# Stated problem
Please repeat all of the listing exactly.

[START Data for the task]

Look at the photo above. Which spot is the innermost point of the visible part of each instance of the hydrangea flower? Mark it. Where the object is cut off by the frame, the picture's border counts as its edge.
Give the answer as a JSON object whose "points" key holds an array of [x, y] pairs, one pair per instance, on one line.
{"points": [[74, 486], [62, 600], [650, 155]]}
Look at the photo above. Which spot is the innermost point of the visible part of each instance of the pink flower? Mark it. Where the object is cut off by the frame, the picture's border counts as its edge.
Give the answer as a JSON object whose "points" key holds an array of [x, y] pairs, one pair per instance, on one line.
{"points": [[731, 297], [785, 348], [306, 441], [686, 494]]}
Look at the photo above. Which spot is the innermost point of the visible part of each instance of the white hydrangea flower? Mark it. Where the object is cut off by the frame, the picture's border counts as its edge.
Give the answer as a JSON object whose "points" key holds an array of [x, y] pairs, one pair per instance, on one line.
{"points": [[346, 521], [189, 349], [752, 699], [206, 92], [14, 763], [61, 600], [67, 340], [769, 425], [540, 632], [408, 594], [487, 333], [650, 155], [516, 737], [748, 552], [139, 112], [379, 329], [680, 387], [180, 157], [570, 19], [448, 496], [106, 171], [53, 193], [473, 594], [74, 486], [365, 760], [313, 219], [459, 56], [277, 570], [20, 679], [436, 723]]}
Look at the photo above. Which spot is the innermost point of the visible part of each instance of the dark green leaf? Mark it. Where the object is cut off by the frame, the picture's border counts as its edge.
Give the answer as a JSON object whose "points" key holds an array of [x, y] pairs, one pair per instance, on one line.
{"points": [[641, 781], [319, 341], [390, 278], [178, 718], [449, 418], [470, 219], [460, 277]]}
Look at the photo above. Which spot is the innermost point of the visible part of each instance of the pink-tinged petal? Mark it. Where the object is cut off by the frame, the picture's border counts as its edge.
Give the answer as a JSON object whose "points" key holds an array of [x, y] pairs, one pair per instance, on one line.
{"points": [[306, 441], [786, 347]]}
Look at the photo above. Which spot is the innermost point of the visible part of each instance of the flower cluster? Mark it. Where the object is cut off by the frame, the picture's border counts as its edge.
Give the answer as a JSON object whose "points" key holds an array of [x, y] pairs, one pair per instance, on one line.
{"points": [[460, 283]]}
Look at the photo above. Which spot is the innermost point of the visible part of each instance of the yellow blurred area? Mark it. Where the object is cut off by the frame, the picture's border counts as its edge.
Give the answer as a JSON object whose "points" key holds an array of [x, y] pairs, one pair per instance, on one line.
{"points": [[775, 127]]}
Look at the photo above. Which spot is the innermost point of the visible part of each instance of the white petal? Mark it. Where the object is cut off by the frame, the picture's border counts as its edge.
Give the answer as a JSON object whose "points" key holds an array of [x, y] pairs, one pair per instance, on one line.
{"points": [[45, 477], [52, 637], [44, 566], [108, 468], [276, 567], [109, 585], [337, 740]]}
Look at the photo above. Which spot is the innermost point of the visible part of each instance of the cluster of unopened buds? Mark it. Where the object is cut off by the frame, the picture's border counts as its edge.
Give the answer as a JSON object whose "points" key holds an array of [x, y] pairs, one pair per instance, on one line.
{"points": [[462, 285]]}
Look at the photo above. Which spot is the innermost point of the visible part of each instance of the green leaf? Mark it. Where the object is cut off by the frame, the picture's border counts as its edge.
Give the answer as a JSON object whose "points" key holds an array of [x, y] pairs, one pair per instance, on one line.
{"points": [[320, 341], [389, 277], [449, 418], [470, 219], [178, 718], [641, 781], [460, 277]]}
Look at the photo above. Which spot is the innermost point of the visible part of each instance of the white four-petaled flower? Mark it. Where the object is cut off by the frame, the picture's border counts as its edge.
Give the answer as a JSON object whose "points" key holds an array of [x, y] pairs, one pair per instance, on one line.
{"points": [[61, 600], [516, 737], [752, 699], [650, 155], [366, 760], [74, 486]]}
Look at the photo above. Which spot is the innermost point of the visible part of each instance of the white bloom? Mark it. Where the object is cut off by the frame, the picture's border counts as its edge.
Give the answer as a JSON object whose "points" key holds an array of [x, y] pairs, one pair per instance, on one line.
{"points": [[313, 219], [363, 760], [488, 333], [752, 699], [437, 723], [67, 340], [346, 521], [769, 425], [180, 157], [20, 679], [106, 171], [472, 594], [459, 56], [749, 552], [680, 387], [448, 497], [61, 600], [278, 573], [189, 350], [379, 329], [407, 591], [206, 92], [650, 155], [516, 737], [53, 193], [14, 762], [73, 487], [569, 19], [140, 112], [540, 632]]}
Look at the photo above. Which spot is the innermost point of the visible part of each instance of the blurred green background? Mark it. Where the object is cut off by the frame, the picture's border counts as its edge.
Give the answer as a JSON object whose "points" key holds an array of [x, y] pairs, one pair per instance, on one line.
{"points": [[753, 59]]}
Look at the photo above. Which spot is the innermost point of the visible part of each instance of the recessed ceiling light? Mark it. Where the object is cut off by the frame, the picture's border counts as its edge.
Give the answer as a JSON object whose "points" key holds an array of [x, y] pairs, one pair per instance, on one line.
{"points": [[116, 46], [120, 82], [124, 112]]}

[END Data for the task]

# Result for this exercise
Look at the photo above. Which spot is the innermost point of the visible part of each instance of the hydrangea flower? Mark it. Where the object is cut off by the frame, the picture's border counts as its edge.
Give the answer as a JSON object whose "points" key holds an array of [x, y] pairs, one pair per instance, on one line.
{"points": [[74, 486], [62, 600], [650, 155]]}
Look at the photo above. Which spot is the innermost point of the visible part of each instance of the pink flower? Mark it. Where the object is cut off by the frame, the picture's border counts as its edge.
Give the answer as a JSON object whose "points" key holds an array of [x, y] pairs, one pair per instance, on one line.
{"points": [[731, 297], [785, 348], [306, 441], [686, 494]]}
Look at the photo above. Which spot is the innermost point of the visible part of each instance of the white hydrangea flower? Mark it. Where the object is cut off by the frame, the picture's border counts as its edge.
Give the answer as a JSON object whose "points" key holds an array of [x, y] pairs, one pair per instance, on one line.
{"points": [[346, 521], [189, 349], [752, 699], [206, 92], [14, 763], [61, 600], [67, 340], [769, 425], [540, 632], [408, 594], [487, 333], [650, 155], [516, 737], [748, 552], [139, 112], [379, 329], [680, 387], [180, 157], [570, 19], [448, 496], [106, 171], [53, 193], [473, 594], [74, 486], [365, 760], [313, 219], [459, 56], [277, 570], [20, 679], [436, 723]]}
Look at the photo above. Which spot is the innermost point of the visible part of each instance of the dark green leaf? Mark it. Where the object is cut off by the frame, the picture's border counts as its edge.
Give the answer as a JSON object whose "points" key holds an array of [x, y] pairs, one pair per instance, on one line.
{"points": [[641, 781], [319, 341], [390, 278], [178, 718], [449, 418], [470, 219], [460, 277]]}
Look at the photo above. Which spot is the innermost point of the visible part of each instance of the pink-tinged petal? Mark it. Where the object is cut off by the frame, the picture's border counts as its edge.
Give the answer as a JSON object whose "points" key holds an array of [x, y] pairs, one pair per instance, on one line.
{"points": [[306, 441], [786, 347]]}
Look at the photo above. Which spot is the innermost point of the visible part of each instance of the flower cluster? Mark it. Where the object is cut off by the frame, the picture's border counts as its edge.
Give the answer as a JSON object whose "points" key holds an array of [x, y] pairs, one pair per instance, on one line.
{"points": [[460, 283]]}
Look at the photo above. Which spot is the innermost point of the visible part of each instance of the yellow blurred area? Mark it. Where the object is cut off by the frame, the picture's border counts as its edge.
Give the answer as a JSON object whose "points" key holds an array of [x, y] pairs, one pair per instance, on one line.
{"points": [[775, 127]]}
Look at the photo above. Which spot is the innermost point of the visible part of each instance of the white petal? Mark it. Where the object is cut off by the frame, the picture's border counts as its edge.
Give the answer as a JSON object whose "points" key holds an array of [x, y] pairs, one pair per instance, on one line.
{"points": [[45, 477], [52, 637], [44, 566], [108, 468], [276, 567], [109, 585], [337, 740]]}
Look at the photo above. Which spot is the innermost point of the visible part of each instance of the cluster of unopened buds? Mark it. Where the object is cut off by the frame, the picture's border counts as its edge.
Give the answer as a JSON object whose "points" key holds an array of [x, y] pairs, one pair per instance, on one line.
{"points": [[462, 285]]}
Look at the photo above. Which spot is the innermost point of the visible part of each instance of the green leaf? Mark it. Where the object is cut off by the frame, the picture's border counts as its edge.
Give the answer as a JSON object whose "points" key holds an array of [x, y] pairs, one pair per instance, on one line.
{"points": [[320, 341], [389, 277], [449, 418], [470, 219], [178, 718], [641, 781], [460, 277]]}
Look at the photo above. Which spot is the innermost point of the visible part of each instance of the white four-petaled flower? Mark it. Where the object is cut off by the frame, the picture's border counts as its edge.
Give the answer as a JSON object whose "points" key holds an array of [x, y] pairs, one pair per instance, on one line.
{"points": [[61, 600], [516, 737], [752, 699], [650, 155], [366, 760], [74, 486]]}
Look at the photo above. Which spot is the innermost point of the visible part of each instance of the white bloom? Mark it. Where the object is cut off by the frame, the picture's border counts as its edge.
Give the answer as a JSON object whose "points" key holds an array of [x, y] pairs, one pair per instance, on one line.
{"points": [[313, 219], [363, 760], [488, 333], [752, 699], [437, 723], [67, 340], [346, 521], [769, 425], [180, 157], [20, 679], [106, 171], [472, 594], [459, 56], [749, 552], [680, 387], [448, 497], [61, 600], [278, 573], [189, 350], [379, 329], [407, 591], [206, 92], [650, 155], [516, 737], [53, 193], [14, 762], [73, 487], [569, 19], [140, 112], [540, 632]]}
Look at the photo above. Which spot is the innermost point of the visible part of each instance of the blurred green background? Mark it. Where the object is cut off by the frame, the picture's border counts as its edge.
Give the answer as a JSON object whose "points" key holds an array of [x, y] pairs, one pair per instance, on one line.
{"points": [[753, 59]]}
Look at the photo above. Which spot is the innermost point of the visible part of each instance of the recessed ceiling light? Mark it. Where the object is cut off by the frame, the picture's border counts as its edge.
Give the answer as a JSON object whose "points" key holds an array of [x, y] pairs, one pair per instance, on one line.
{"points": [[116, 46], [120, 82], [124, 112]]}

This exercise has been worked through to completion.